Rows of labeled points:
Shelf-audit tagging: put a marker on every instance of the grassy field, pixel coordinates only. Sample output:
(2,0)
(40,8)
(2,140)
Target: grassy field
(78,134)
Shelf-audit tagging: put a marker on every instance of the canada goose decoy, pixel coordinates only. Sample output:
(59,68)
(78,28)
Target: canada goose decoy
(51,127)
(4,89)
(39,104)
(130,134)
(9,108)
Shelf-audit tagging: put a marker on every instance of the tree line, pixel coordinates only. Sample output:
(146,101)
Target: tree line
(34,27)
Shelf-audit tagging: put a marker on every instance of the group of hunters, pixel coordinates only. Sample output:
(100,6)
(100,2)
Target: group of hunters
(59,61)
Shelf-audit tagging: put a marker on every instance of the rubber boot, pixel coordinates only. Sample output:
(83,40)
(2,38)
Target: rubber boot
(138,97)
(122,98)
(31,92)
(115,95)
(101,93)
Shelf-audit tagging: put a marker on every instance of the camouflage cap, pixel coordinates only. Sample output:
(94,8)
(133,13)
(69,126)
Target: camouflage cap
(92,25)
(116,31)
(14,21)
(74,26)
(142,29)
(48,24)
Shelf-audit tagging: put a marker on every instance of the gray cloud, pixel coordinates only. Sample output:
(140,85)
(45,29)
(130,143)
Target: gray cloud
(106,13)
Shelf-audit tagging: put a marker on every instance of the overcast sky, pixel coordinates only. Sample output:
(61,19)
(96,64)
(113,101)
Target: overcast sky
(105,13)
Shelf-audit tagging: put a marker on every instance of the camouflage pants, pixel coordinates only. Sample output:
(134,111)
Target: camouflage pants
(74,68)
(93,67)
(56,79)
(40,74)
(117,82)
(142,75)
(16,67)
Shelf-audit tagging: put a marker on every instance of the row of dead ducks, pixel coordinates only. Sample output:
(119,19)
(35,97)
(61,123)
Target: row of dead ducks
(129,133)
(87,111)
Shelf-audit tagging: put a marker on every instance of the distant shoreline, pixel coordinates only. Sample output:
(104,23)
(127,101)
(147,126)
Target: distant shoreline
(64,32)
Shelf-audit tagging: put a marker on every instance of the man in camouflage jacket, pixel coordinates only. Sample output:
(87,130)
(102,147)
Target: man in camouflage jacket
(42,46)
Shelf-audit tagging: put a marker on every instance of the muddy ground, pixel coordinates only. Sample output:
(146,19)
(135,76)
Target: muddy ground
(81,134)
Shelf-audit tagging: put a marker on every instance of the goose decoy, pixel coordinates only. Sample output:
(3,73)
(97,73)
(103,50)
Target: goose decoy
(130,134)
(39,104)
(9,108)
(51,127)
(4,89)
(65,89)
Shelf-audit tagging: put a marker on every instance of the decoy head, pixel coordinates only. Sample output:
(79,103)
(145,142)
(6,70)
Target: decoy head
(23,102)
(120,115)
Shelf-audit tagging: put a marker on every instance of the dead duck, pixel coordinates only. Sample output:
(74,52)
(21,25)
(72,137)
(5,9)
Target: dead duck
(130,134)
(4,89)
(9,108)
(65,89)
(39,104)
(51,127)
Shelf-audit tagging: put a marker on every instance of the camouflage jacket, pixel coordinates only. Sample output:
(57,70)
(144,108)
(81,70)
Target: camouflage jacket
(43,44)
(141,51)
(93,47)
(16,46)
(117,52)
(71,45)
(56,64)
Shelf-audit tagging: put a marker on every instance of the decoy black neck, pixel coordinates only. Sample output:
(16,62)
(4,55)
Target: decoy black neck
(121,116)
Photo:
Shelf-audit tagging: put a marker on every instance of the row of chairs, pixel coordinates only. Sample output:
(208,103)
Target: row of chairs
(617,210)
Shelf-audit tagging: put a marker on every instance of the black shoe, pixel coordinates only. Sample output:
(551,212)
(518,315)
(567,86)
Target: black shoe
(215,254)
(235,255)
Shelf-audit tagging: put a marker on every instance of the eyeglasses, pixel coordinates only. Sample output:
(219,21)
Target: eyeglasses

- **Short exercise**:
Return all of the rows above, reproducing each one word for word and keeping them in their original order.

- **Written solution**:
Shelf-audit tagging: put a marker on every instance of the grassy field, pixel coordinates only. Sample output:
(2,0)
(40,8)
(2,140)
Target: grassy field
(78,134)
Shelf-audit tagging: put a marker on every instance of the canada goose decoy, pixel coordinates only. Sample output:
(59,68)
(78,28)
Target: canada goose decoy
(51,127)
(4,89)
(39,104)
(130,134)
(9,108)
Shelf-audit tagging: put a marker on every instance of the tree line, pixel coordinates only. Sample output:
(146,101)
Target: tree line
(34,27)
Shelf-audit tagging: put a marker on every instance of the group of hunters, pixel coordinates only. Sample output:
(100,6)
(100,2)
Target: group of hunters
(59,61)
Shelf-audit tagging: put a marker on every instance of the rubber boot, pixel coordinates only. Sample output:
(83,40)
(2,38)
Target: rubber boot
(138,97)
(122,98)
(31,92)
(115,95)
(101,93)
Shelf-audit tagging: put a marker on every instance of the camouflage cap, pixel coordinates only. Sample output:
(94,8)
(133,13)
(69,126)
Target: camouflage cap
(92,25)
(116,31)
(14,21)
(74,26)
(142,29)
(48,24)
Shelf-audit tagging: put a marker on every instance of the gray cloud, pixel coordinates only. Sample output:
(140,85)
(45,29)
(130,143)
Target: gray cloud
(106,13)
Shelf-audit tagging: put a marker on every instance of the overcast sky, pixel coordinates only. Sample output:
(61,19)
(96,64)
(113,101)
Target: overcast sky
(105,13)
Shelf-audit tagging: put a marker on every instance of the camouflage pants, pixel coordinates only. Sample output:
(134,111)
Target: camouflage pants
(74,68)
(93,67)
(56,79)
(40,74)
(117,82)
(142,75)
(16,67)
Shelf-audit tagging: put a marker on every instance of the row of dead ducks, pixel coordinates only. Sample output:
(119,19)
(35,97)
(61,123)
Target: row of dead ducks
(129,133)
(87,111)
Shelf-audit tagging: put a marker on every instance of the distant shoreline, pixel coordinates only. Sample output:
(104,23)
(127,101)
(147,126)
Target: distant shoreline
(64,32)
Shelf-audit tagging: put a marker on every instance of the man in camouflage jacket, pixel coordinates only. Sample output:
(87,130)
(102,147)
Target: man in camouflage jacket
(42,46)
Shelf-audit tagging: put a marker on every instance of the muddy ground, pixel coordinates only. Sample output:
(146,19)
(135,76)
Target: muddy ground
(81,134)
Shelf-audit tagging: put a marker on every instance of the goose decoy, pixel coordinates only. Sample output:
(3,73)
(97,73)
(103,50)
Target: goose decoy
(130,134)
(39,104)
(9,108)
(51,127)
(4,89)
(65,89)
Shelf-audit tagging: put a marker on every instance of the decoy head, pixel coordinates only. Sample output:
(79,103)
(145,142)
(6,70)
Target: decoy head
(23,102)
(120,115)
Shelf-audit tagging: put a marker on every instance of the dead duck, pixel coordinates only. Sample output:
(74,52)
(21,25)
(72,137)
(5,9)
Target: dead duck
(130,134)
(4,89)
(9,108)
(65,89)
(39,104)
(51,127)
Shelf-audit tagging: put a marker on every instance of the camouflage jacket, pixel coordinates only. Sample output:
(57,70)
(144,108)
(81,70)
Target: camouflage jacket
(43,44)
(141,51)
(93,47)
(16,46)
(117,52)
(71,45)
(56,64)
Shelf-audit tagging: put a marker on every instance of the decoy black neck, pixel coordinates only. Sample output:
(16,62)
(4,55)
Target: decoy black neck
(121,116)
Photo:
Shelf-audit tagging: put a marker on every instance of the row of chairs, pixel coordinates only. Sample output:
(208,103)
Target: row of chairs
(617,210)
Shelf-audit tagging: put a marker on every instance of the black shoe, pixel coordinates only. Sample output:
(551,212)
(518,315)
(567,86)
Target: black shoe
(215,254)
(235,255)
Shelf-audit tagging: put a marker on every instance of the eyeglasses, pixel coordinates only. Sample output:
(219,21)
Target: eyeglasses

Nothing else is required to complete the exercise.